[PROVIDED DATA — start]

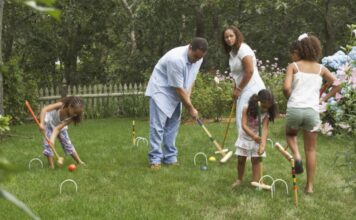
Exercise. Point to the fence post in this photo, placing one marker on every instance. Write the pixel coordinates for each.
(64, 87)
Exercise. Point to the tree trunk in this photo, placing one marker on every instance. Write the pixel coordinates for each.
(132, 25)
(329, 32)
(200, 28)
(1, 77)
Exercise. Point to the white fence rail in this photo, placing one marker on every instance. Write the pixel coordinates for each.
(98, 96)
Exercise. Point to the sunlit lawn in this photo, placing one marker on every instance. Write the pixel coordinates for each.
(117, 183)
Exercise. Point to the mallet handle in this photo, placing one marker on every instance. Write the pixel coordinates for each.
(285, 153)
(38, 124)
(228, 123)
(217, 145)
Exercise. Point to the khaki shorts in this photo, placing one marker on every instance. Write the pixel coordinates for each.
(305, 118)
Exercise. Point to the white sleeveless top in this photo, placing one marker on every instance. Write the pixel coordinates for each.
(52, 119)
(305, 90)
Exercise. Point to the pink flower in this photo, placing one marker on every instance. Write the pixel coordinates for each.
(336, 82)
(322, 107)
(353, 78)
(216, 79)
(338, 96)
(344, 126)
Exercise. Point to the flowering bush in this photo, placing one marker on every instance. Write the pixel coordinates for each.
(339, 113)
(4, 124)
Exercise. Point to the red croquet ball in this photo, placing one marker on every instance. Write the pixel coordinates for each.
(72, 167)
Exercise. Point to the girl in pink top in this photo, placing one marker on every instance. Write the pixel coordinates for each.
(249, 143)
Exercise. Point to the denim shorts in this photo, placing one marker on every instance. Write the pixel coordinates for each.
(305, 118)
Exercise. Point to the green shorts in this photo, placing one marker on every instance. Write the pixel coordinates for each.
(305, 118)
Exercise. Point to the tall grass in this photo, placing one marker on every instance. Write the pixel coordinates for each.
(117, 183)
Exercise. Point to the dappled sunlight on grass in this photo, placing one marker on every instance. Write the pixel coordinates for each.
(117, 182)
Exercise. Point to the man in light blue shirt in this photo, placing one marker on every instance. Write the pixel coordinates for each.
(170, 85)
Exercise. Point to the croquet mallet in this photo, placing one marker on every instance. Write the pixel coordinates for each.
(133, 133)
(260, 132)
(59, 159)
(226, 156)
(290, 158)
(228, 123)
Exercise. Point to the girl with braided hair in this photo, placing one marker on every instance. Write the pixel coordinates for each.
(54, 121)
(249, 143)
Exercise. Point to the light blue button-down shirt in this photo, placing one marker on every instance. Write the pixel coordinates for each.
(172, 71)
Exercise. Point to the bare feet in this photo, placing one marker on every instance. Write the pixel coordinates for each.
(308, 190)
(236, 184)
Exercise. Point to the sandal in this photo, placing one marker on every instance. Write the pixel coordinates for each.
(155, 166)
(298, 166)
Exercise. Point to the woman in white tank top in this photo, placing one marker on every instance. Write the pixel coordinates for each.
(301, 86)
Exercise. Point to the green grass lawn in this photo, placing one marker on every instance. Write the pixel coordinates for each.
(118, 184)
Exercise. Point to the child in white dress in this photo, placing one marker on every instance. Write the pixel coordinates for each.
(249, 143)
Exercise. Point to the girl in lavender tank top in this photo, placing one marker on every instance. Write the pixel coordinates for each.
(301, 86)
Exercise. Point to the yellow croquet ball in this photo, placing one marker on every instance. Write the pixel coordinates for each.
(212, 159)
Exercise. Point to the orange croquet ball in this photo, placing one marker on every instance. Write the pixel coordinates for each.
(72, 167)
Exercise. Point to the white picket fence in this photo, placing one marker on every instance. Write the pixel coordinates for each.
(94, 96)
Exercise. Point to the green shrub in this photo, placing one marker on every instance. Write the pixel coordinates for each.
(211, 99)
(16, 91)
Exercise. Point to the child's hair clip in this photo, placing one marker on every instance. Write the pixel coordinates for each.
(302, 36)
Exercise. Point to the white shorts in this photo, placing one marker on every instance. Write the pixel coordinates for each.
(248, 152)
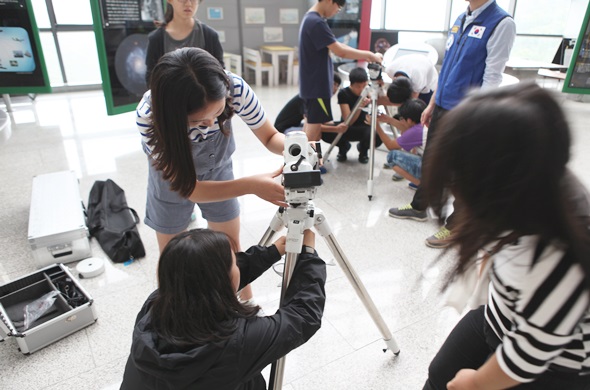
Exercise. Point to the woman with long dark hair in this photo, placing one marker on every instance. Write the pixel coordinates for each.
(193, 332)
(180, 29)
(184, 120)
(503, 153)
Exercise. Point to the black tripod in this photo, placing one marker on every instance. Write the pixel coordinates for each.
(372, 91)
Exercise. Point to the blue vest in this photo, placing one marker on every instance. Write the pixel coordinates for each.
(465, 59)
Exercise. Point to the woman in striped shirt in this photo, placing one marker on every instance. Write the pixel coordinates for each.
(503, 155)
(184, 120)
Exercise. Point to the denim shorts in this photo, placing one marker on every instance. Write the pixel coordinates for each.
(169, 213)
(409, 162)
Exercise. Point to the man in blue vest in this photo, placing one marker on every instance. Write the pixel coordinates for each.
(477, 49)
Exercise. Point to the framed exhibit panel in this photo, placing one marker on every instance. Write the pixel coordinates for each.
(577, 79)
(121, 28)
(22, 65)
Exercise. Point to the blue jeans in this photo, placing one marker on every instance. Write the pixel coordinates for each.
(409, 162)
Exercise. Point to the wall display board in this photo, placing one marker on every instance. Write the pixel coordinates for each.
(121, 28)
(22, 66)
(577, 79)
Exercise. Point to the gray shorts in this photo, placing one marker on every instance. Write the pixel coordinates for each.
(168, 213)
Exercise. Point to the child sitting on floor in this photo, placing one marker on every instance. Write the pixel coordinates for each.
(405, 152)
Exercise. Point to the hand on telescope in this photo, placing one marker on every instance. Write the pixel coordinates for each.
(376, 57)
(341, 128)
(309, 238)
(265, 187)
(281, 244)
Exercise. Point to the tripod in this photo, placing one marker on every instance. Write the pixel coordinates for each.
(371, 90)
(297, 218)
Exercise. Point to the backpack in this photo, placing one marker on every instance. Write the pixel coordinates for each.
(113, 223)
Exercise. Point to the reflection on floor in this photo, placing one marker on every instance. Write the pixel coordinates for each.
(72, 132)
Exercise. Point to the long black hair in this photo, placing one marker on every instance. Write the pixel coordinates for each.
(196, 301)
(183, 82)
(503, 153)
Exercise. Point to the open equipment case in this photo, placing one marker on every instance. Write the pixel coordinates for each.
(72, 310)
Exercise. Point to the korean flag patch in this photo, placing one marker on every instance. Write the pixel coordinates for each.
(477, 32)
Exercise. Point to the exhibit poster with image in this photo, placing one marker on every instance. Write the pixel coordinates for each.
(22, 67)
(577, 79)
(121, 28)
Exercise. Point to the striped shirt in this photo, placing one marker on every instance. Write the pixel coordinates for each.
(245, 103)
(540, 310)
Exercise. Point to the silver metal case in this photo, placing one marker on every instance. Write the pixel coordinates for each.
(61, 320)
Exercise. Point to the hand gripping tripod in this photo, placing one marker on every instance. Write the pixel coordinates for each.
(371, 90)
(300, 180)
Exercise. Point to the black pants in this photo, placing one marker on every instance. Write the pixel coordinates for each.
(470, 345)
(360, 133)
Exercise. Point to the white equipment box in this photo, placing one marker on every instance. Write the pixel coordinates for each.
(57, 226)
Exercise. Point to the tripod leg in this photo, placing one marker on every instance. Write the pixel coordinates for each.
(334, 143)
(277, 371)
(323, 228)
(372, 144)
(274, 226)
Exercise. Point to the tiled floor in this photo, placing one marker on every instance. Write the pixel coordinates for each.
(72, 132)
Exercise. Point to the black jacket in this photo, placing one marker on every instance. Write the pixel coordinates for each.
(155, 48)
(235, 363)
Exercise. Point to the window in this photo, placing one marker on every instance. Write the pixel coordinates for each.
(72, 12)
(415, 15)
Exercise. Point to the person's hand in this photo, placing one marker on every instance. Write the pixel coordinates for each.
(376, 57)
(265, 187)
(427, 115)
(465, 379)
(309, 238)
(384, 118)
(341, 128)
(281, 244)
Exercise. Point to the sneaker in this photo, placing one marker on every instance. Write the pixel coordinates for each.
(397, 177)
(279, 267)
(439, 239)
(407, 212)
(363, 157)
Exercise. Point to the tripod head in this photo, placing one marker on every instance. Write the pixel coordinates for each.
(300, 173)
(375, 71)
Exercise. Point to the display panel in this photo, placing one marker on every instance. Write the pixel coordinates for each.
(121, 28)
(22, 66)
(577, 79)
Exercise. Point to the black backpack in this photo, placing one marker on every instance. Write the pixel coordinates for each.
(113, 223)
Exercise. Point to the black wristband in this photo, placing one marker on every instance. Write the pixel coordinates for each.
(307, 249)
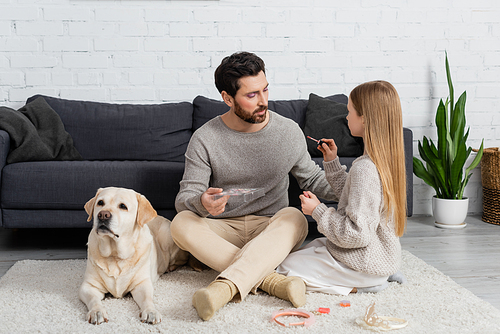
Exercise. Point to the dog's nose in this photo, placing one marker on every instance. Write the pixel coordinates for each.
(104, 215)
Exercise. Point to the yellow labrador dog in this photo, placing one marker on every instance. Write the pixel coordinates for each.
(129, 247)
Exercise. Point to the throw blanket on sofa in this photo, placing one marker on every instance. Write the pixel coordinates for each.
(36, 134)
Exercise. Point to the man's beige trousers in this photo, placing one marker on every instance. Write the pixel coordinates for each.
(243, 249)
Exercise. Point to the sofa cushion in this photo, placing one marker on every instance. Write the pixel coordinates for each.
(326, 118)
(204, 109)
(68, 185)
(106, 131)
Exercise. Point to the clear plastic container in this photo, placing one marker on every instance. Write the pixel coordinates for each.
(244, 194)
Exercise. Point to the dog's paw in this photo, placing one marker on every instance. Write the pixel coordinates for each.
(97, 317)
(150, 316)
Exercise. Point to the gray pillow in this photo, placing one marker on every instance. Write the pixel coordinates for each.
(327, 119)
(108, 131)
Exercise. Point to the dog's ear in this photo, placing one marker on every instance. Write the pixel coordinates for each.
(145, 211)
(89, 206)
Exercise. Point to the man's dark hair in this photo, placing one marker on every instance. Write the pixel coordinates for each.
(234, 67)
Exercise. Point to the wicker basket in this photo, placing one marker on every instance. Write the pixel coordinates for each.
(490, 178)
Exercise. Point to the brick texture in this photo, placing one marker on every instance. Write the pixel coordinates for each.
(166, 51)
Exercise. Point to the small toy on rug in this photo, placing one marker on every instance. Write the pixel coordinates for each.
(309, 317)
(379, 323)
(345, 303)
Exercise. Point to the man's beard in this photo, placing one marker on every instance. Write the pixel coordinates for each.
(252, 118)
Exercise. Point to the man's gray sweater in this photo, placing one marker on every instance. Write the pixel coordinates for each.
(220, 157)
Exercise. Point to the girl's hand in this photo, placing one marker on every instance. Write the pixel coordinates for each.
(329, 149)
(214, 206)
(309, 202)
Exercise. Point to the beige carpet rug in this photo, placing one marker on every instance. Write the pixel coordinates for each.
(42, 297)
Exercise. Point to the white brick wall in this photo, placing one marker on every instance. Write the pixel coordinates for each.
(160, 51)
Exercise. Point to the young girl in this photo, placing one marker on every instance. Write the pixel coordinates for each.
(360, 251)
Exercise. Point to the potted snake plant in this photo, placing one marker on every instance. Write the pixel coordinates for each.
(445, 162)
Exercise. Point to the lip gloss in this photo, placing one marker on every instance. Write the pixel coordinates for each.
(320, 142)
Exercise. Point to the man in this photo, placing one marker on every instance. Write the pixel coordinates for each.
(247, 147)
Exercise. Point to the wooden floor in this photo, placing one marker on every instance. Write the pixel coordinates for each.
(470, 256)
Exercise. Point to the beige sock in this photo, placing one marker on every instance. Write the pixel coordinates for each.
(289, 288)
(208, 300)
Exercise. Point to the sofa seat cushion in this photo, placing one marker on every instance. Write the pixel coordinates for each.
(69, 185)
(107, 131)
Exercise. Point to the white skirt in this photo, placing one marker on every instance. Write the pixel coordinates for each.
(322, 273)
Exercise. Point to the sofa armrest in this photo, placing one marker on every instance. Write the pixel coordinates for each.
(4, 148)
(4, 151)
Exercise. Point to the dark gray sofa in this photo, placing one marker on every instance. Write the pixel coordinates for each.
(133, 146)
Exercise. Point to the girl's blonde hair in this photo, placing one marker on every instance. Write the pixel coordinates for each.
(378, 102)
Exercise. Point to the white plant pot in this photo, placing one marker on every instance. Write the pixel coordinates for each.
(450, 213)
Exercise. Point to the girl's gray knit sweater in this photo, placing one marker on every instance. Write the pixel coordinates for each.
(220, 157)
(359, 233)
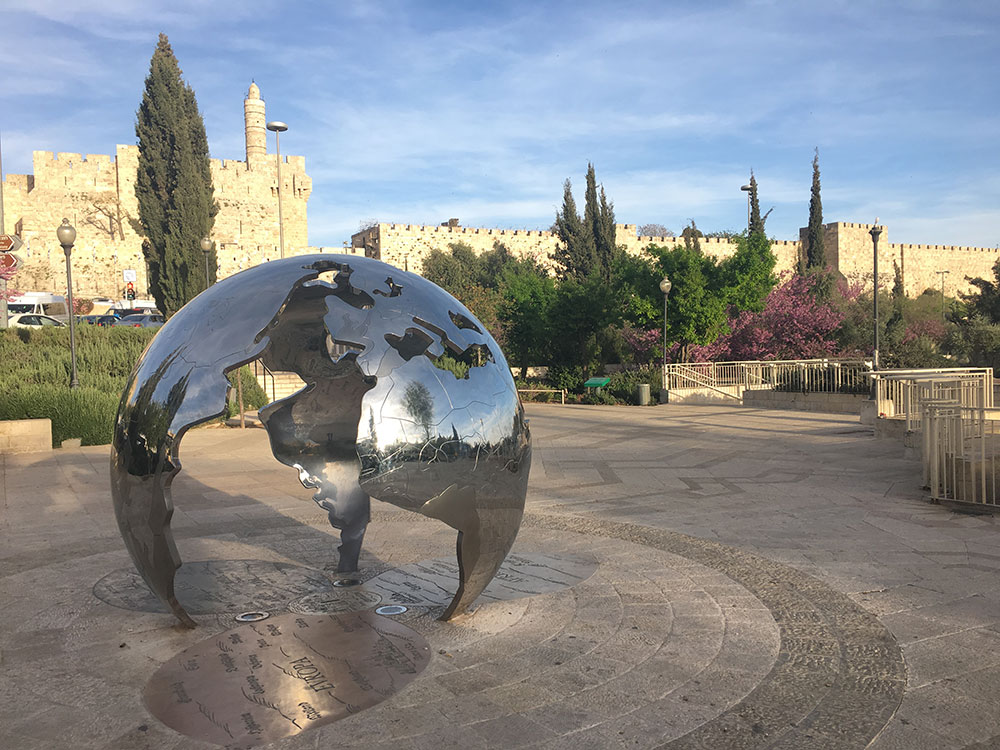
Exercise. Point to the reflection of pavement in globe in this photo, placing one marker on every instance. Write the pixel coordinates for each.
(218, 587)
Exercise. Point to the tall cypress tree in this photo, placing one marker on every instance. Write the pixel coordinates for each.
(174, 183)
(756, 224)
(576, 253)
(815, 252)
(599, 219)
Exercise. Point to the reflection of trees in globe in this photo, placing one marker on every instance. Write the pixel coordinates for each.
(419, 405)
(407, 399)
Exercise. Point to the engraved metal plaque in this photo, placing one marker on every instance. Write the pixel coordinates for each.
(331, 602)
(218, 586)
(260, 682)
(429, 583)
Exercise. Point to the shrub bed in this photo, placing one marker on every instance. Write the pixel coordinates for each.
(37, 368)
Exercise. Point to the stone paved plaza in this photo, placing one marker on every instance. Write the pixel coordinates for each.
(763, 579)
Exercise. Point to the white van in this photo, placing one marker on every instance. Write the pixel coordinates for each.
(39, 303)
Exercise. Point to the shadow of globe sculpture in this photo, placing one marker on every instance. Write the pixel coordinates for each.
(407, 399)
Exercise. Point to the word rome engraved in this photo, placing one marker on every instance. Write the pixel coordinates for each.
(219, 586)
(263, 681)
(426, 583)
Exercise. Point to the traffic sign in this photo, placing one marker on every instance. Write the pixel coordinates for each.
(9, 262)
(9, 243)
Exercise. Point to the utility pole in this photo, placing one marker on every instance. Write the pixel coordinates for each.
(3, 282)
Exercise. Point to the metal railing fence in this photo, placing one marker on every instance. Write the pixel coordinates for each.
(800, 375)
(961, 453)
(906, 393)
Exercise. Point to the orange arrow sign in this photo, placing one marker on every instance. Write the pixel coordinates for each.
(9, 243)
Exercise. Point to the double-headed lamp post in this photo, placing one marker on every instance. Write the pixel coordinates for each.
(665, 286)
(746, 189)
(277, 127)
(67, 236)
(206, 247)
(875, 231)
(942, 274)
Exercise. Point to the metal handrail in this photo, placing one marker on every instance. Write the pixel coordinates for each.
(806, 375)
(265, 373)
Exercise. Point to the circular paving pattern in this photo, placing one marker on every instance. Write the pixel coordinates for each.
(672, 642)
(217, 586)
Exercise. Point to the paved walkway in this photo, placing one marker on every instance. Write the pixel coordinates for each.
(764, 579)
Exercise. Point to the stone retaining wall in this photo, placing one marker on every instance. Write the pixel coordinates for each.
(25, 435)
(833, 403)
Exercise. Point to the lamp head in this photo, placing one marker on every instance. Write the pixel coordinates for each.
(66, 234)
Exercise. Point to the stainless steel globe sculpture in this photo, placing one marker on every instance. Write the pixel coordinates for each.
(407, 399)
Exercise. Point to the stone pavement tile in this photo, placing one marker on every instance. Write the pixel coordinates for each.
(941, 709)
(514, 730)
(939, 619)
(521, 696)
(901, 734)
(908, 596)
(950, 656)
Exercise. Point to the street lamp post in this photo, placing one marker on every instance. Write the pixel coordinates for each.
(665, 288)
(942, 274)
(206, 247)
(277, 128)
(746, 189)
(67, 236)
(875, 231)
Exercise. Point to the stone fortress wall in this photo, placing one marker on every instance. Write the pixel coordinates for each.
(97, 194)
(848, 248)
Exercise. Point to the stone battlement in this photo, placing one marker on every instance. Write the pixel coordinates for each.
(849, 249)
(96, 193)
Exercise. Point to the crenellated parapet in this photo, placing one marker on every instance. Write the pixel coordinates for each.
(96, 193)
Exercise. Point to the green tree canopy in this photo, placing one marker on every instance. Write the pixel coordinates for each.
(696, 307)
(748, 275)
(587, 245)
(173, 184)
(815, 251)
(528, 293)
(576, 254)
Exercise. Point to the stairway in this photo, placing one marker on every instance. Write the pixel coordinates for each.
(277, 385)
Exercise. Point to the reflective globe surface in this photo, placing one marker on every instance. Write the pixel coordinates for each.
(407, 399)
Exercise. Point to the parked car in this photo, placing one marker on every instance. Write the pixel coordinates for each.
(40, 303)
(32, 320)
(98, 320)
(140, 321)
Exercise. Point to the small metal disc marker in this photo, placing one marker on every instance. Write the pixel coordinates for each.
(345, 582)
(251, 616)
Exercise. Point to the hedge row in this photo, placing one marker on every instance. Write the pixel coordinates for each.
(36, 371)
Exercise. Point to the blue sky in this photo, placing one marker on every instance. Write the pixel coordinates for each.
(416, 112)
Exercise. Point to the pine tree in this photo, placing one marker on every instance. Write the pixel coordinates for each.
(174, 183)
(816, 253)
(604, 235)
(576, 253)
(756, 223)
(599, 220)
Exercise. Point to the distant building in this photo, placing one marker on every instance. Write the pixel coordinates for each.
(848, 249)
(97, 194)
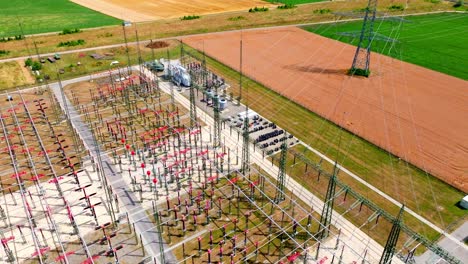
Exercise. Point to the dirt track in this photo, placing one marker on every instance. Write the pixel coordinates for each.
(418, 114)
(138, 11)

[PROVIDED DATA — finish]

_ASSIGNED TASK_
Write out the line that contains "Exercise. Point to the parked" and every line after it to the end of the data, exactly as they stand. Omit the pictures.

_RESPONSE_
Exercise. Point to the parked car in this photo, placing one marker on every instance. Write the pixel coordinates for each.
(40, 303)
(32, 320)
(98, 320)
(140, 321)
Exercise. Point to the small metal disc marker in this photo, placing one marker on every instance. Write the pixel coordinates for each.
(345, 582)
(251, 616)
Exercise. Point to the hedge row in this photo, placing one marker on every instance. Write the pixel coordinates for each.
(36, 371)
Exercise. Point to the blue sky in this photo, placing one marker on every instance. Write the pixel coordinates for each.
(416, 112)
Exercise. Point to the pine tree in this photo, placing one marker on every instance. Write the pixel coordinates for each.
(174, 183)
(816, 253)
(604, 235)
(576, 253)
(756, 223)
(599, 220)
Exercise. Point to the distant building in this photo, placing one marker on every instance. Write the pixel coordinates for each.
(848, 249)
(97, 194)
Exercise. Point to the dirt track in this photo, placing one marker on every instance. Write the pixel coordinates for each.
(418, 114)
(138, 11)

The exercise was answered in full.